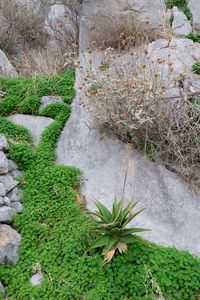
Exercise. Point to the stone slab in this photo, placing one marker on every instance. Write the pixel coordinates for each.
(35, 124)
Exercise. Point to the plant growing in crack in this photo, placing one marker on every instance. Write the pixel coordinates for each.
(111, 226)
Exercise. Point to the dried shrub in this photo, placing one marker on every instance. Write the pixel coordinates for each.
(119, 32)
(22, 25)
(131, 100)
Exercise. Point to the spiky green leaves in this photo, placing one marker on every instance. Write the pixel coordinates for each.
(111, 226)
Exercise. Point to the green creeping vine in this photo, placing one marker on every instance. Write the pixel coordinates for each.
(181, 4)
(194, 36)
(55, 232)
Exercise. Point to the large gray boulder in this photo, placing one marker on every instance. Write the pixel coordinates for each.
(36, 125)
(102, 21)
(181, 26)
(6, 68)
(9, 244)
(61, 26)
(172, 209)
(194, 6)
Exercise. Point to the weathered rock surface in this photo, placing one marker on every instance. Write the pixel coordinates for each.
(3, 163)
(13, 195)
(12, 166)
(6, 214)
(61, 26)
(36, 279)
(172, 209)
(181, 25)
(100, 19)
(46, 100)
(34, 124)
(2, 190)
(194, 6)
(6, 68)
(9, 243)
(3, 143)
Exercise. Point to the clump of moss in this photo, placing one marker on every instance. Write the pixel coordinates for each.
(56, 233)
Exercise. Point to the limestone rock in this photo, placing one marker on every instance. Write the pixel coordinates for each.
(2, 190)
(6, 201)
(194, 7)
(61, 26)
(8, 182)
(100, 19)
(46, 100)
(172, 209)
(3, 143)
(17, 206)
(181, 25)
(6, 214)
(9, 243)
(12, 166)
(6, 68)
(34, 124)
(14, 195)
(36, 279)
(3, 163)
(1, 201)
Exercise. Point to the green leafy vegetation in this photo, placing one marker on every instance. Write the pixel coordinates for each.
(194, 36)
(56, 231)
(111, 226)
(196, 68)
(181, 4)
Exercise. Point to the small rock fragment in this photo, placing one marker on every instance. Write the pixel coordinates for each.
(13, 195)
(2, 190)
(3, 163)
(6, 214)
(36, 279)
(8, 182)
(16, 206)
(6, 201)
(9, 242)
(12, 166)
(2, 290)
(3, 143)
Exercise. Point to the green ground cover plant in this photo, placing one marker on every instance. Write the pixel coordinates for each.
(55, 228)
(181, 4)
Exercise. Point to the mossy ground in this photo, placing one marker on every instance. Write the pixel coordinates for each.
(55, 229)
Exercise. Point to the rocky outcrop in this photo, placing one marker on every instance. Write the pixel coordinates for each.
(194, 7)
(34, 124)
(61, 26)
(172, 209)
(6, 68)
(101, 21)
(181, 26)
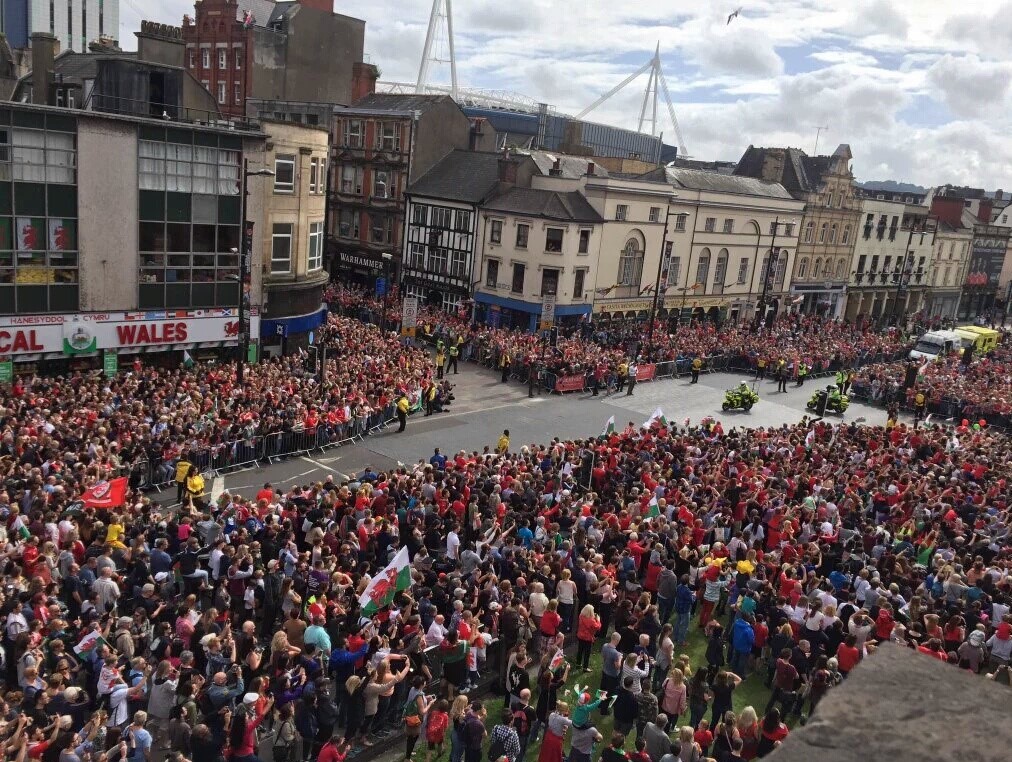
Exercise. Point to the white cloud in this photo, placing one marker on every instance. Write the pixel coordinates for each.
(771, 77)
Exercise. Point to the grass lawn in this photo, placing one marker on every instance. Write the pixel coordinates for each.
(751, 691)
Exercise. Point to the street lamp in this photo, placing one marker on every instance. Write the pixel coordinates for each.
(387, 259)
(246, 270)
(770, 270)
(657, 281)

**WORK REQUEST:**
Before printing the records again, strip out the pictures; change nothing else.

**SOLUTION FOR THIS PROBLEM:**
Exercise. Point to the stone slab in this photo, placing one marker on every instance. Write the pixel coordinates for each.
(35, 124)
Exercise. Point to the plant growing in crack in this photo, placing one marker on every instance. Write the pixel coordinates for each.
(111, 226)
Exercise. Point to the dried shrub in this photo, placing one marker on every instance. Write the pixel coordinates for each.
(119, 32)
(22, 25)
(131, 100)
Exercise. Point to the spiky green leaves in this photo, placing one marker on every instance. Write the pixel coordinates for each.
(111, 226)
Exercise. Point to the green creeping vine in this photo, placing one marker on every instance. Write the pixel coordinates for each.
(181, 4)
(194, 36)
(55, 232)
Exercise. Point to the large gray boulder in this photo, placing one marker on every instance. Write the pixel coordinates for each.
(36, 125)
(102, 21)
(181, 26)
(6, 68)
(9, 244)
(61, 26)
(172, 209)
(194, 6)
Exercise. Point to the weathered rock surface in this photo, placing one marker on every instance. Write the pixel coordinates for each.
(3, 163)
(13, 195)
(12, 166)
(6, 214)
(61, 26)
(36, 279)
(172, 209)
(181, 25)
(100, 19)
(46, 100)
(34, 124)
(2, 190)
(194, 6)
(6, 68)
(9, 243)
(3, 143)
Exercise. Point to the clump of moss in this photo, placing one marker on every instance. Write the pixel coordinates for each.
(56, 233)
Exercise. Point to the limestone rock in this photo, placing one marker on every instance. Write the pixel coordinates for each.
(2, 190)
(6, 201)
(194, 7)
(61, 26)
(8, 182)
(100, 19)
(46, 100)
(172, 209)
(3, 143)
(17, 206)
(181, 25)
(6, 214)
(9, 243)
(12, 166)
(6, 68)
(34, 124)
(14, 195)
(36, 279)
(3, 163)
(1, 201)
Exercise. Point to the green leafy vegetation in this photo, placing one marker on every instance. Write the pixel coordinates for each.
(194, 36)
(56, 231)
(111, 226)
(196, 68)
(181, 4)
Exercise. Point to the small rock fragment in this photo, placing one marker on every instance. Write the pixel coordinates for each.
(13, 195)
(2, 190)
(3, 163)
(6, 214)
(36, 279)
(8, 182)
(16, 206)
(6, 201)
(9, 242)
(12, 166)
(2, 290)
(3, 143)
Exercise. Point to the green ground cover plant in this photo, placing one marker on every instance. Write the pixel coordinates for each.
(55, 228)
(181, 4)
Exercise. Point to the mossy ground in this photo, placing one marker on every instance. Write the pixel coordinates for each.
(55, 229)
Exercise. Point to the rocky outcrop in this photo, placing one marker on every instance. Write the pixel coordinates for each.
(194, 7)
(34, 124)
(61, 26)
(172, 209)
(6, 68)
(101, 21)
(181, 26)
Exercise. Point to the white cloud in this photo, placing one marker on every instance. Write the pixel coordinates for each.
(771, 77)
Exercise. Point to the grass lawn in this photo, placing one marker on every instance. Write the pixel coordinates for each.
(751, 691)
Exercise. Point to the street lamp in this photo, placing one marker on every instance. Write the pixel coordinates for each.
(387, 259)
(246, 270)
(770, 270)
(657, 281)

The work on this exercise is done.